**SHORT PROBLEM**: Filter the records and copy out every line that contains the word "water".
start SUPPLIED DATA
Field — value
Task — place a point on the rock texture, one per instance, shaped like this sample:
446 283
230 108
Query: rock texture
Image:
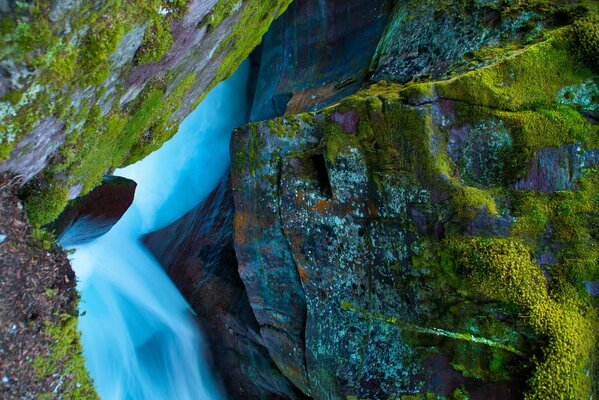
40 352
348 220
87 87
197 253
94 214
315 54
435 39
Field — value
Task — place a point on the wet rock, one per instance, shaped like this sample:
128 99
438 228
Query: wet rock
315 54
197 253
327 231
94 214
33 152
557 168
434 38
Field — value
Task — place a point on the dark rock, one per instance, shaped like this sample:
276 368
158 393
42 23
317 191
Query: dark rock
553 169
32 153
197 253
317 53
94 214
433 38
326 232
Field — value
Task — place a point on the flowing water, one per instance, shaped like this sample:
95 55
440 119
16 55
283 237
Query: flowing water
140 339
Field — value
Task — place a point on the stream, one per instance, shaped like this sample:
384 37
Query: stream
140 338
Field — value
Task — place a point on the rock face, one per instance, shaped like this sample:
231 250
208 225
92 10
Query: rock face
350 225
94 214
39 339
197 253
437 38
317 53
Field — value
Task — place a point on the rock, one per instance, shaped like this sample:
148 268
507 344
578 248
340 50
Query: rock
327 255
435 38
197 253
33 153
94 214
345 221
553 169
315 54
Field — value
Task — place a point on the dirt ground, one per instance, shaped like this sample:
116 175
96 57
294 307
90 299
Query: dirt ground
end SUPPLIED DATA
start SUPPLIED DATA
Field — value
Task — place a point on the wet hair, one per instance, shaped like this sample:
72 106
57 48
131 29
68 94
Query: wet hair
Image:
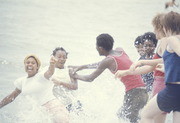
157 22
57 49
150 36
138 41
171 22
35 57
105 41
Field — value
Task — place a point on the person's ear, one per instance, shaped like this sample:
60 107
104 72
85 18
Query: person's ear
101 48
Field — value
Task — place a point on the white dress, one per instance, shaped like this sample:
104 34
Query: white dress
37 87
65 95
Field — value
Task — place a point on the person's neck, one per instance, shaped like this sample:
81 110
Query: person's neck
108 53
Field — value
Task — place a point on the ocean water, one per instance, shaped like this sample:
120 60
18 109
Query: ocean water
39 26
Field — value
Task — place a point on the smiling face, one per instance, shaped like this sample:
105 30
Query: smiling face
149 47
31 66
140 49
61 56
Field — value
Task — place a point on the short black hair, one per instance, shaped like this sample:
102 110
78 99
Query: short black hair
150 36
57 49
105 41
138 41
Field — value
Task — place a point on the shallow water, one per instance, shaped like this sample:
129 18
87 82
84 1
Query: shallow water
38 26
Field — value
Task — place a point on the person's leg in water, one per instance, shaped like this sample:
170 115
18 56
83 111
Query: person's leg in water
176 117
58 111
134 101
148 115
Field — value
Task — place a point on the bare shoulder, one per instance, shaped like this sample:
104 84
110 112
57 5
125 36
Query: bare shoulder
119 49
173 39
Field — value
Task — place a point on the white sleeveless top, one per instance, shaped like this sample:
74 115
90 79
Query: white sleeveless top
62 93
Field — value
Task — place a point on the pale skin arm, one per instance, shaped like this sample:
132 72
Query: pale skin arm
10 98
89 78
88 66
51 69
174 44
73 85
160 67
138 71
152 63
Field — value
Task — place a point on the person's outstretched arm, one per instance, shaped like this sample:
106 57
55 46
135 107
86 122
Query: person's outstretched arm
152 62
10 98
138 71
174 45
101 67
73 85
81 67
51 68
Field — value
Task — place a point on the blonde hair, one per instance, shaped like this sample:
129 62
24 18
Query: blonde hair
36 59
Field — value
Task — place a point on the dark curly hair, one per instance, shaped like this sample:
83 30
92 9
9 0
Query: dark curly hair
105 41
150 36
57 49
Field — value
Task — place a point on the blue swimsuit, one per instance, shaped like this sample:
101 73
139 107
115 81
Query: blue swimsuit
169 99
end SUPPLIED DATA
**WRITTEN RESPONSE**:
Task — place a point on the flowing water, one per instance, shaped like this sample:
Query: flowing water
Task — place a point on the ocean water, one per instance, shaped like this sample:
Query: ocean water
Task — place a point on the shallow water, one per instance, shaped like this sample:
Query: shallow water
Task — place a point on the person's leg in water, one per instance, shaped like this sample:
Query: person's leg in water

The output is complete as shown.